§ What is expected
Exactly as given, write out the lines from the one containing "If you could point to the standing" through the end of the listing, with both ends included and nothing else.

(Dataset entries)
• • • • • • •

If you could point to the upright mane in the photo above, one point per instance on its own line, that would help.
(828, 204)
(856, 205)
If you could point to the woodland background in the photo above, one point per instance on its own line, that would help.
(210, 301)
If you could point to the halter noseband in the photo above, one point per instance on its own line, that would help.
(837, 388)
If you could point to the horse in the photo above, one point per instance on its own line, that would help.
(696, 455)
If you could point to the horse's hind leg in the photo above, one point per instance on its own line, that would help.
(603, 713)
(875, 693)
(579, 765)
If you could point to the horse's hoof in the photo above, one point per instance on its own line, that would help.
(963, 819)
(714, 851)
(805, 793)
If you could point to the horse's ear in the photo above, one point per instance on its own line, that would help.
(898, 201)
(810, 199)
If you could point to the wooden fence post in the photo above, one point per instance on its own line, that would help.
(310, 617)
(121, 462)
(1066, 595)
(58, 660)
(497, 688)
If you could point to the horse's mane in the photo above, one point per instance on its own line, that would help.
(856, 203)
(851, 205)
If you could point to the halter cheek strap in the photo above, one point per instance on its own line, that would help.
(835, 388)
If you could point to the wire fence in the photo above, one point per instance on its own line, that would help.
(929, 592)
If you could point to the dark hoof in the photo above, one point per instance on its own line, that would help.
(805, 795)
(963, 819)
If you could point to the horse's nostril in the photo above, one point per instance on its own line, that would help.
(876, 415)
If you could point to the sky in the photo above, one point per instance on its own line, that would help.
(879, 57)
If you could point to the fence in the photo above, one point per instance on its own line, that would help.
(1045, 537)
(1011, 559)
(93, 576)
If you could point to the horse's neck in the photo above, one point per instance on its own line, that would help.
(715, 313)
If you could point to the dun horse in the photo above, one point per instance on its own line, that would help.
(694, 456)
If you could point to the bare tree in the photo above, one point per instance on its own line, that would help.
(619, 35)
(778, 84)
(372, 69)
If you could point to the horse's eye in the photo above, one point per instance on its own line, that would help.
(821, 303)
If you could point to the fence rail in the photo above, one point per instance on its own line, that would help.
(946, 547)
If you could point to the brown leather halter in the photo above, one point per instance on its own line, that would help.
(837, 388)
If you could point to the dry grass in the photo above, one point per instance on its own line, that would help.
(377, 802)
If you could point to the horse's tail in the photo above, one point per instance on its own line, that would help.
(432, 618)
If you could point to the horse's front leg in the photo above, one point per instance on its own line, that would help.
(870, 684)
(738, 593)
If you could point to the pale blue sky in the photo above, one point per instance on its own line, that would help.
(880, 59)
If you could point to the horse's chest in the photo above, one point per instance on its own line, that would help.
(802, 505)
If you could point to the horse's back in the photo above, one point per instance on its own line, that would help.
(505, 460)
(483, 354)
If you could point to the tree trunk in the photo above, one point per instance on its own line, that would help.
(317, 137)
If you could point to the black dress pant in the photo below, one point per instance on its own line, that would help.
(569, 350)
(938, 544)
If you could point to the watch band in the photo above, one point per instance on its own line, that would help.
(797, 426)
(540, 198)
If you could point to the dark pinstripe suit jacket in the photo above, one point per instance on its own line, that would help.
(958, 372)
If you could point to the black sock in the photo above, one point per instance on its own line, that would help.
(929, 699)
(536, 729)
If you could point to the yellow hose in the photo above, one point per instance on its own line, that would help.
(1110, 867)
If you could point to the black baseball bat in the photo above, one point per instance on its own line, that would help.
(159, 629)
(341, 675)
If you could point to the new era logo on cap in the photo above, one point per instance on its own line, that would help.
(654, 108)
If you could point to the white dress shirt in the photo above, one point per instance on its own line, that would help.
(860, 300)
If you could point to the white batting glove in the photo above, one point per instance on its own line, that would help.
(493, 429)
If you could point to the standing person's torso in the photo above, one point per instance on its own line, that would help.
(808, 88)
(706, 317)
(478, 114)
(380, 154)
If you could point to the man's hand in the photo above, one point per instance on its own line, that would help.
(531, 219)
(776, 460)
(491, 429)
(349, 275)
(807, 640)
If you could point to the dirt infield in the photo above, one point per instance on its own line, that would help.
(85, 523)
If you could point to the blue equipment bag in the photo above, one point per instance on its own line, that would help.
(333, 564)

• • • • • • •

§ Completed task
If you could point to the standing person's torso in the photo above, one point per instance on its own line, that would help.
(808, 88)
(706, 317)
(478, 114)
(380, 154)
If you could point to the man's hand in the photo above, one point per instance on its own line, that would help.
(531, 219)
(776, 460)
(491, 429)
(349, 275)
(807, 640)
If you could point to the dirt infield in the photo above, one point per instance on its own line, that would help.
(85, 523)
If you could point to the blue equipment bag in the photo above, one point per instance on its own line, that would help.
(333, 564)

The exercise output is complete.